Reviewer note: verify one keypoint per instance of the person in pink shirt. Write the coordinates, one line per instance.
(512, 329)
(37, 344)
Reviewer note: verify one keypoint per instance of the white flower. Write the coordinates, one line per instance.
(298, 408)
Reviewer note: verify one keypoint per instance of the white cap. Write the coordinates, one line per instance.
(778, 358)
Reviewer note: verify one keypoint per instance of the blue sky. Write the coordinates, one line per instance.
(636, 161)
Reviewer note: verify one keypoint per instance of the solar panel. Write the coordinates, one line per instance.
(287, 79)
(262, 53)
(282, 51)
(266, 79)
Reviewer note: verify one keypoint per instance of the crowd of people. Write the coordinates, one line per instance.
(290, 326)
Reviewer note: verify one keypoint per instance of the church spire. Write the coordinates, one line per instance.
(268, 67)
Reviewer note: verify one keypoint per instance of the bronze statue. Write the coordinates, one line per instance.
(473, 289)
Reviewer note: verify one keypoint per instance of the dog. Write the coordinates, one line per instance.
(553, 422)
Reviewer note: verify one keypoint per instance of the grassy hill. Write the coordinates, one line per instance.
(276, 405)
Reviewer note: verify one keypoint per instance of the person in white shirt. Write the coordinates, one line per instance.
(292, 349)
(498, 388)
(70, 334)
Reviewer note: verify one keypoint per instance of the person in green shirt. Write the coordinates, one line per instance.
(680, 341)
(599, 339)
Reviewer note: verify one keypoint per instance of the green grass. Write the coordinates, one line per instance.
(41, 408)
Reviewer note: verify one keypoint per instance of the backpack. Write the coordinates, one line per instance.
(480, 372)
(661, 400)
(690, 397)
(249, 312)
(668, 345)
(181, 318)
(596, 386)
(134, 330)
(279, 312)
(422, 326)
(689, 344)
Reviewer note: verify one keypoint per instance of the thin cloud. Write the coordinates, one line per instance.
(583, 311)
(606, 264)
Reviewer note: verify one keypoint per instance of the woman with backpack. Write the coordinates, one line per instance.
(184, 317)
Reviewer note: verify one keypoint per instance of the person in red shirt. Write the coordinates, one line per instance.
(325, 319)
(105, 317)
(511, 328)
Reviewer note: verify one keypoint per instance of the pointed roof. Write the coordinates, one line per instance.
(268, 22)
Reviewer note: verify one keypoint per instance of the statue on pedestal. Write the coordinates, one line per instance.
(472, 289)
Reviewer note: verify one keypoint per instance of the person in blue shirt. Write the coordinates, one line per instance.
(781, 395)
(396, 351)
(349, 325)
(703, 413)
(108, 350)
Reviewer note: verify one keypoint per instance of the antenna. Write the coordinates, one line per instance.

→ WHAT IS EXPECTED
Write all the entries out again exactly as they are.

→ TASK ANSWER
Reviewer note: verify one keypoint per instance of the person in pink shirt. Write the coordinates, one line per instance.
(512, 329)
(37, 344)
Reviewer note: verify one keypoint per instance of the white flower. Write the coordinates, one line per instance.
(298, 408)
Reviewer note: verify one keypoint per instance of the white cap. Write the coordinates, one line per instance.
(778, 358)
Reviewer note: verify one keypoint per instance of the blue sky. Write the coordinates, one line per instance.
(636, 161)
Reviewer note: verify one keypoint per instance of the solar panel. Write the coordinates, one line per instance.
(287, 79)
(262, 53)
(282, 51)
(266, 79)
Reviewer note: verify one keypoint per instance of the crowd of people. Write the coordinates, one line per instance.
(290, 326)
Reviewer note: verify one keypoint per instance of the church spire. Write the coordinates, one line per instance.
(268, 67)
Reviewer note: verify one keypoint per instance of the bronze statue. Write the coordinates, one line per instance.
(473, 289)
Reviewer note: verify one keypoint per instance of the dog. Write the coordinates, one line per instance.
(553, 422)
Reviewer note: verify one keypoint per instance of the grassy hill. Write the coordinates, one line per instance.
(276, 405)
Reviewer note: verify one keypoint per instance of the person in white shirt. Write the coordinates, one line per instance.
(292, 349)
(498, 388)
(70, 334)
Reviewer note: verify one keypoint per instance of the person in green shirt. Write the coordinates, one line per instance.
(680, 341)
(599, 339)
Reviewer note: verify one keypoint per instance of the green grass. Write the coordinates, one line per instance.
(41, 408)
Reviewer note: verify one keypoint per instance of the backpack. Write the coordinates, one line per instance.
(480, 372)
(661, 400)
(690, 397)
(249, 312)
(668, 345)
(181, 318)
(596, 386)
(134, 330)
(279, 312)
(422, 326)
(689, 344)
Reviewer note: verify one keypoint per instance of the thin cloud. Write the coordinates, one line per instance.
(583, 311)
(606, 264)
Reviewer note: verify one keypoint per instance of the woman with backpack. Write the coordinates, one line per instance.
(184, 317)
Reviewer note: verify one keypoint per instance of the person in red shirt. Write the coordinates, one line per instance.
(325, 319)
(105, 317)
(511, 328)
Reviewer note: verify one keypoint per instance of the pointed roof. Write the coordinates, one line per instance.
(268, 22)
Reviewer note: verify one keypoint per instance of the statue on pedestal. Write the coordinates, one line per instance.
(472, 289)
Reviewer note: verify one keypoint per instance of the person in blue shirt. Write the coordinates, one line per instance.
(781, 395)
(396, 351)
(349, 325)
(703, 413)
(108, 350)
Reviewer note: verify one keypoint per instance of the antenna. Write the coordinates, one line per instance.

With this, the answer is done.